# [Task details]
Print every line of the listing below, starting with the line that holds "109L184 100L175 101L169" and going on through the line that holds "box: [116, 70, 134, 81]", both included, and print nothing else.

# [The records]
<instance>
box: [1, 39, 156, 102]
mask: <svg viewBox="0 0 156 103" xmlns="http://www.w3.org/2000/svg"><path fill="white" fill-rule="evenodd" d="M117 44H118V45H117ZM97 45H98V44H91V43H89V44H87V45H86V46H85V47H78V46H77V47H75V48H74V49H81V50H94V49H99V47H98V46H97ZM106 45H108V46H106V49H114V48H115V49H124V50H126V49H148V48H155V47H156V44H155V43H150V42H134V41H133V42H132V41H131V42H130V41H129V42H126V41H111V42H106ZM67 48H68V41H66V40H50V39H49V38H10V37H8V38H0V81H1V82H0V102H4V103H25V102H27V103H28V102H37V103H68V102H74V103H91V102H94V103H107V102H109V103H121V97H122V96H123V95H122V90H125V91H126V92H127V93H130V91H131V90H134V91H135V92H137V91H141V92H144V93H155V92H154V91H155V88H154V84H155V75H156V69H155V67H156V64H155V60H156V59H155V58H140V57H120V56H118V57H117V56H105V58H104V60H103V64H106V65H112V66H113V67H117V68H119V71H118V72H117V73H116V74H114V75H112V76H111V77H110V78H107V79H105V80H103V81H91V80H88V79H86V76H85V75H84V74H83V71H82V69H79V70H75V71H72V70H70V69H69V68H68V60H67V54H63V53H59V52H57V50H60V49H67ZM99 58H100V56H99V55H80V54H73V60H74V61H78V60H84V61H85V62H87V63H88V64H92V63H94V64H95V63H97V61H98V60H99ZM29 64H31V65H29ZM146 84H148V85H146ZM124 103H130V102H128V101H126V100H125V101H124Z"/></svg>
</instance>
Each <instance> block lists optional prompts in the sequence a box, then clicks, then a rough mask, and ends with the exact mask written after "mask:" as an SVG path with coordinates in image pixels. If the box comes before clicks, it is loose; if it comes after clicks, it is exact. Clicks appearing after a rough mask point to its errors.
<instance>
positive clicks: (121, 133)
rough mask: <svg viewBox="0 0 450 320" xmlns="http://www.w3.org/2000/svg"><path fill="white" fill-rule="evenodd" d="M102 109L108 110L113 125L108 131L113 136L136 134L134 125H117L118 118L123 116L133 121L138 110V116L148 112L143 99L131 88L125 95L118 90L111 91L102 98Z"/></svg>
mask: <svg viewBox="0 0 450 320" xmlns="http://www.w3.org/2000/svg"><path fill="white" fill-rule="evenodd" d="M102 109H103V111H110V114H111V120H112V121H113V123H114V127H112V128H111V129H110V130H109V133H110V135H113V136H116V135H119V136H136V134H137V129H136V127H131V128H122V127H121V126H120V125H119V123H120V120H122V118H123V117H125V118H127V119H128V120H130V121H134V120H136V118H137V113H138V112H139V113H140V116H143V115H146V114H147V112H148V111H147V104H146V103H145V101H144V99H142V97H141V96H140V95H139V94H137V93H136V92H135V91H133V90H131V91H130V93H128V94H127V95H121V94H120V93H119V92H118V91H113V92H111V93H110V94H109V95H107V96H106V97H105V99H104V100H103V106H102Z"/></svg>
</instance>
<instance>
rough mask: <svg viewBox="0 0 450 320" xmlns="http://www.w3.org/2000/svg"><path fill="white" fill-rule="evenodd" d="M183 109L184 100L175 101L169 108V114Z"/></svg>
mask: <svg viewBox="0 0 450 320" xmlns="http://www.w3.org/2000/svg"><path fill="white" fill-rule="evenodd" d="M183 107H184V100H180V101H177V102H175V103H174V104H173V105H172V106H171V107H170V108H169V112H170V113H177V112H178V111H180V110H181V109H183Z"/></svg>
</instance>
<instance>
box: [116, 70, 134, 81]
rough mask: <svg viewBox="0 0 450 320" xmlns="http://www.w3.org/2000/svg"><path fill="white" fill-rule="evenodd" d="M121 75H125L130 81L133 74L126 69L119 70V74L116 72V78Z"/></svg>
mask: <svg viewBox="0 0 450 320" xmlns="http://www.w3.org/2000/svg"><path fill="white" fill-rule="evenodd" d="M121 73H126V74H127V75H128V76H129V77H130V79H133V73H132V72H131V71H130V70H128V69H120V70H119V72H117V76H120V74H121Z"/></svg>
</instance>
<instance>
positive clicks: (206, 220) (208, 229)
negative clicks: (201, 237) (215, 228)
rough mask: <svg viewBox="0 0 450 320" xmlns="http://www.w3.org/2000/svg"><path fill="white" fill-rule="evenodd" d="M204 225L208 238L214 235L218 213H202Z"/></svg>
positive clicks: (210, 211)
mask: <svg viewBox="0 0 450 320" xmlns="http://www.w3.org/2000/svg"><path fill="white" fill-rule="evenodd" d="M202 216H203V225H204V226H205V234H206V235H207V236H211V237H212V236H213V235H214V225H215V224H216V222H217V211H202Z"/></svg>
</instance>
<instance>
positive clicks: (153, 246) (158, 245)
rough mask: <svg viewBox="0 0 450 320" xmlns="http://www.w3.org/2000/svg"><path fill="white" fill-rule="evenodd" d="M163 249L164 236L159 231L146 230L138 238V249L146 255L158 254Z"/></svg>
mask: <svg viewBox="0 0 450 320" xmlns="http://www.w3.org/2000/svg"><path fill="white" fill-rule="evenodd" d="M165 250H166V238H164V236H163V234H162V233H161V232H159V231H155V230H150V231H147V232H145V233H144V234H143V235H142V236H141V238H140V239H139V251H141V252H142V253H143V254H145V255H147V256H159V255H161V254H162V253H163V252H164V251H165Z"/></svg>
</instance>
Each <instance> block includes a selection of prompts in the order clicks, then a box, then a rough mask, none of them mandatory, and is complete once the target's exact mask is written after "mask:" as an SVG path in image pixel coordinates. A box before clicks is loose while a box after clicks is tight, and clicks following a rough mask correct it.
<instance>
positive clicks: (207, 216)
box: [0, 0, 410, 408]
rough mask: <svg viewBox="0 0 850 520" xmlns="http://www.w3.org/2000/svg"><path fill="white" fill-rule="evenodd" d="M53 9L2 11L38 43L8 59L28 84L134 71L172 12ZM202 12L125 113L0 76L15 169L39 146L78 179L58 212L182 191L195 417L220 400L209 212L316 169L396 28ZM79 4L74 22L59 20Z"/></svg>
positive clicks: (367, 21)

# [Exercise solution]
rough mask: <svg viewBox="0 0 450 320" xmlns="http://www.w3.org/2000/svg"><path fill="white" fill-rule="evenodd" d="M183 109L184 100L175 101L169 108V114Z"/></svg>
mask: <svg viewBox="0 0 450 320" xmlns="http://www.w3.org/2000/svg"><path fill="white" fill-rule="evenodd" d="M183 107H184V100H180V101H177V102H175V103H174V104H173V105H172V106H171V107H170V108H169V112H170V113H177V112H178V111H180V110H181V109H183Z"/></svg>
</instance>
<instance>
box: [116, 70, 134, 81]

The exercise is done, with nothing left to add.